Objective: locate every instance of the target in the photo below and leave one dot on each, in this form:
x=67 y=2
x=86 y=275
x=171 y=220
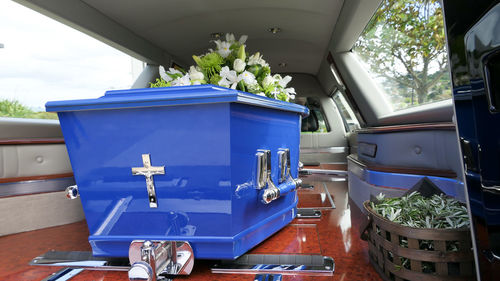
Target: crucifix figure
x=149 y=171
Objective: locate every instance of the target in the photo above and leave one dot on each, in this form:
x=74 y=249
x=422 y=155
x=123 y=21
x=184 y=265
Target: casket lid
x=171 y=96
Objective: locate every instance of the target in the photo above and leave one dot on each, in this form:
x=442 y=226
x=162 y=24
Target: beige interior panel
x=30 y=212
x=33 y=160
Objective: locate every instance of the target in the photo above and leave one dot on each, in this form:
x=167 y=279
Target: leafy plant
x=414 y=210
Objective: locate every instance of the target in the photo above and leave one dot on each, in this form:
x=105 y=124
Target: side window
x=316 y=121
x=403 y=47
x=42 y=60
x=348 y=117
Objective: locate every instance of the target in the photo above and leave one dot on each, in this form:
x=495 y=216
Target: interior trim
x=35 y=178
x=402 y=170
x=35 y=186
x=447 y=126
x=332 y=150
x=32 y=141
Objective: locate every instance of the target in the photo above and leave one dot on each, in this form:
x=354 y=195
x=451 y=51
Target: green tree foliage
x=9 y=108
x=405 y=44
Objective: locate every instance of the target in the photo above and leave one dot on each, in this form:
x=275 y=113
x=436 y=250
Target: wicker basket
x=396 y=262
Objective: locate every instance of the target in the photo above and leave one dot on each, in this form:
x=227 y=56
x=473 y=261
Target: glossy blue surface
x=207 y=194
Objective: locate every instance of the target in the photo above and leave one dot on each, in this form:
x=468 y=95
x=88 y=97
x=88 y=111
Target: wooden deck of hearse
x=336 y=234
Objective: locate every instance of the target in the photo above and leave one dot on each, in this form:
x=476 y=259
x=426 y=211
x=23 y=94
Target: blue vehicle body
x=473 y=33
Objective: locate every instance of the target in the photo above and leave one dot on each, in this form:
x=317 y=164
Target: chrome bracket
x=286 y=183
x=148 y=172
x=305 y=265
x=151 y=259
x=148 y=260
x=72 y=192
x=263 y=171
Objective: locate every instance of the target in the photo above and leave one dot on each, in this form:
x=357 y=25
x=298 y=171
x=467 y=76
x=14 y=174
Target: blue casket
x=181 y=164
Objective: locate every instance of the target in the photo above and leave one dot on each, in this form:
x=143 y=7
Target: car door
x=473 y=33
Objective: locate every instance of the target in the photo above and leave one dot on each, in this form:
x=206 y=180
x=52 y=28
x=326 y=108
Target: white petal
x=243 y=39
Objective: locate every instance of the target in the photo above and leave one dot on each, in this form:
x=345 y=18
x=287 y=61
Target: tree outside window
x=404 y=48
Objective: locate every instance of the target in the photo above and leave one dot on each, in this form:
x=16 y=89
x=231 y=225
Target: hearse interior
x=355 y=143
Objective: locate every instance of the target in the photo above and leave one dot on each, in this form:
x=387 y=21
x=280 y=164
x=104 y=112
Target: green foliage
x=160 y=83
x=210 y=64
x=405 y=44
x=13 y=108
x=230 y=66
x=414 y=210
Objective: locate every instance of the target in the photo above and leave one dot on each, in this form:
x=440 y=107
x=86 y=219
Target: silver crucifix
x=149 y=171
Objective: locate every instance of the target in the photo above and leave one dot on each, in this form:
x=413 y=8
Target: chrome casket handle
x=286 y=182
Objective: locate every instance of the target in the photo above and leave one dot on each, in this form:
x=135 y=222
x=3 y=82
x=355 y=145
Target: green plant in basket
x=230 y=66
x=415 y=210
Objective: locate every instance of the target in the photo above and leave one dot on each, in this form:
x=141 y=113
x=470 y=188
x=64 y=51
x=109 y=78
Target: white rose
x=194 y=74
x=268 y=80
x=239 y=65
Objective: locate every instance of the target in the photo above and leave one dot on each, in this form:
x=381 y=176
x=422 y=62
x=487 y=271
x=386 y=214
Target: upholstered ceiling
x=181 y=28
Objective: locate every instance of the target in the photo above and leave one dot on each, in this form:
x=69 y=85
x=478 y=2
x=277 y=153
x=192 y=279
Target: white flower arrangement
x=230 y=66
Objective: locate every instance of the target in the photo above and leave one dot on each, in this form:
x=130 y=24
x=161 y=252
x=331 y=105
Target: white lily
x=195 y=74
x=229 y=77
x=223 y=48
x=268 y=80
x=243 y=39
x=173 y=71
x=182 y=81
x=290 y=92
x=282 y=82
x=230 y=37
x=247 y=77
x=164 y=75
x=275 y=93
x=239 y=65
x=256 y=59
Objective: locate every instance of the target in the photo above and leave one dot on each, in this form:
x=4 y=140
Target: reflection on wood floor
x=335 y=234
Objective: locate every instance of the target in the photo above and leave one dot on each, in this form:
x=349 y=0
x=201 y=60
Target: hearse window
x=403 y=47
x=348 y=117
x=316 y=121
x=42 y=60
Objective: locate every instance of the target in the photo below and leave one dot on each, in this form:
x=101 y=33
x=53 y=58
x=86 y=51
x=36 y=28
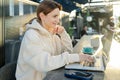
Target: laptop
x=100 y=60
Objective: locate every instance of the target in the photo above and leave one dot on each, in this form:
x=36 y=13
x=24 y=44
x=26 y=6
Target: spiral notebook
x=99 y=65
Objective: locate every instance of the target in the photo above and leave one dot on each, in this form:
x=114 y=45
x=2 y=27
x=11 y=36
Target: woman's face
x=50 y=20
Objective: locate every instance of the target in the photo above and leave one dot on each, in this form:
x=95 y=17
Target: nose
x=57 y=20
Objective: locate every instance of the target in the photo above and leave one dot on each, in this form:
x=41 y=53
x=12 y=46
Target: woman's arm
x=35 y=55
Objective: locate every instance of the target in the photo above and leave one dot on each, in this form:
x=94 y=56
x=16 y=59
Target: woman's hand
x=58 y=29
x=86 y=59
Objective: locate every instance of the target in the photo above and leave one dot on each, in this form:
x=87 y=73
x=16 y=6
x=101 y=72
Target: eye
x=55 y=16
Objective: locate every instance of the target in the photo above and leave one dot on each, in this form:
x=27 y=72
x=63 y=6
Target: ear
x=42 y=15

◆ ◆ ◆

● **Direction**
Reproduce the full listing above verbatim, with no pictures included.

● **Worked solution**
Objective: locate every instance of the target in the photo below and leave one dot on each, in this form:
x=67 y=2
x=86 y=275
x=171 y=220
Target: crucifix figure
x=149 y=171
Objective: locate every instance of the target in the photo above and leave one dot on each, in this form:
x=74 y=249
x=422 y=155
x=123 y=21
x=184 y=265
Target: casket lid
x=171 y=96
Objective: locate every instance of the target in the photo above and leave one dot on each, in this form:
x=442 y=226
x=162 y=24
Target: beige interior panel
x=30 y=212
x=33 y=160
Objective: locate every instance of the target in the photo above and leave one dot on each, in this form:
x=167 y=279
Target: leafy plant
x=414 y=210
Objective: locate every instance of the target in the photo above and leave one dot on each, in this form:
x=105 y=124
Target: side window
x=316 y=121
x=403 y=47
x=42 y=60
x=348 y=117
Objective: locate every instance of the target in the photo above and leave one dot on each, in this form:
x=495 y=216
Target: interior trim
x=35 y=178
x=402 y=170
x=35 y=186
x=447 y=126
x=332 y=150
x=32 y=141
Objective: locate every instance of the target in the photo above and leave one dot on each, in this form:
x=354 y=195
x=451 y=51
Target: green tree foliage
x=9 y=108
x=405 y=44
Objective: locate every instance of the target in the photo above and leave one dot on each, in this form:
x=275 y=113
x=436 y=250
Target: wicker basket
x=396 y=262
Objective: locate every instance of the target in the photo above and leave one dot on each, in this form:
x=227 y=56
x=473 y=261
Target: glossy blue surface
x=207 y=194
Objective: locate every instance of the target in the photo above and leave one dot on each, in this form:
x=468 y=95
x=88 y=97
x=88 y=111
Target: wooden deck of hearse
x=336 y=234
Objective: locate every instance of the target in the photo above and leave one dot on each, in this form:
x=476 y=259
x=426 y=211
x=23 y=94
Target: blue vehicle body
x=473 y=33
Objective: locate every instance of the target in the photo above and leave one dot on each, in this form:
x=317 y=164
Target: chrome bracket
x=286 y=183
x=148 y=172
x=305 y=265
x=151 y=259
x=148 y=260
x=72 y=192
x=263 y=171
Objective: locate every instance of the target in the photo above and leave one dot on each, in this form:
x=357 y=25
x=298 y=171
x=467 y=76
x=14 y=174
Target: blue casket
x=181 y=164
Objective: locate every instance of the target in the photo above and leave one dot on each, in this form:
x=143 y=7
Target: car door
x=473 y=33
Objective: locate every instance of the target in the photo above and leave one dot on each, in this form:
x=206 y=180
x=52 y=28
x=326 y=108
Target: white petal
x=243 y=39
Objective: locate every instance of the target in the photo above and leave one dot on each, in this form:
x=345 y=18
x=287 y=61
Target: tree outside window
x=404 y=48
Objective: locate every instance of the target in the photo above and leave one dot on each, in this form:
x=16 y=89
x=231 y=225
Target: hearse interior
x=355 y=143
Objective: locate every instance of the target in the photo above and leave one dot on each, in this form:
x=387 y=21
x=280 y=164
x=104 y=112
Target: green foliage
x=160 y=83
x=210 y=64
x=405 y=44
x=13 y=108
x=230 y=66
x=414 y=210
Objective: locate every instance of the target in the photo above and leave one dot on each, in this form:
x=440 y=107
x=86 y=219
Target: silver crucifix
x=149 y=171
Objective: locate every instance of the target in the photo above and leave one dot on each, in this form:
x=413 y=8
Target: chrome casket handle
x=286 y=182
Objective: locate every instance of the target in the photo above and leave one dot on each, in this form:
x=135 y=222
x=3 y=82
x=355 y=145
Target: green plant in basket
x=230 y=66
x=415 y=210
Objective: locate every instance of the target in the photo above and leave one dot on each, in this form:
x=141 y=113
x=470 y=188
x=64 y=51
x=109 y=78
Target: white rose
x=194 y=74
x=268 y=80
x=239 y=65
Objective: locate every instance of the target in the photo above and leave one dot on each, in this form:
x=381 y=176
x=422 y=62
x=487 y=271
x=386 y=214
Target: upholstered ceiling
x=181 y=28
Objective: locate every instance of the target in the photo above and leave one dot on each, in this form:
x=69 y=85
x=478 y=2
x=277 y=153
x=192 y=279
Target: white flower arrangement
x=230 y=66
Objective: locate every instance of the target in the photo above and leave one dot on each, in this form:
x=130 y=24
x=161 y=252
x=331 y=105
Target: white lily
x=195 y=74
x=229 y=77
x=223 y=48
x=268 y=80
x=243 y=39
x=173 y=71
x=182 y=81
x=290 y=92
x=282 y=82
x=230 y=37
x=247 y=77
x=164 y=75
x=275 y=93
x=239 y=65
x=256 y=59
Objective: locate every instance of the target in the photo above and leave one dot on each, in this form:
x=4 y=140
Target: reflection on wood floor
x=335 y=234
Objective: locate every instance of the target in the photo above and leave one dot on each, in this form:
x=349 y=0
x=201 y=60
Target: hearse window
x=403 y=47
x=348 y=117
x=316 y=121
x=42 y=60
Objective: locate every instance of the target in the photo below and leave one dot on each, in this form:
x=101 y=33
x=53 y=58
x=86 y=51
x=36 y=28
Target: laptop
x=100 y=60
Objective: locate every instance of the target in the photo above and leave one dot on each, in this form:
x=36 y=13
x=24 y=44
x=26 y=6
Target: spiral notebook
x=99 y=65
Objective: locate every instance of the target in the photo above and leave one dot on each, in this form:
x=114 y=45
x=2 y=27
x=11 y=36
Target: woman's face
x=50 y=20
Objective: locate every instance of the target in the photo above and leave one dot on each, in this form:
x=95 y=17
Target: nose
x=57 y=20
Objective: locate every instance of the target in the photo above and leave one dot on each, in this form:
x=41 y=53
x=12 y=46
Target: woman's arm
x=35 y=55
Objective: locate every instance of the target in the photo above and leave one dot on each, in this form:
x=94 y=56
x=16 y=59
Target: woman's hand
x=58 y=29
x=86 y=59
Objective: locate every instance of the target in the photo above and leave one dot on each, in this form:
x=87 y=73
x=16 y=6
x=101 y=72
Target: eye
x=55 y=16
Objective: locate every instance of the target in the photo above and leave one dot on each, in this form:
x=27 y=72
x=63 y=6
Target: ear
x=42 y=15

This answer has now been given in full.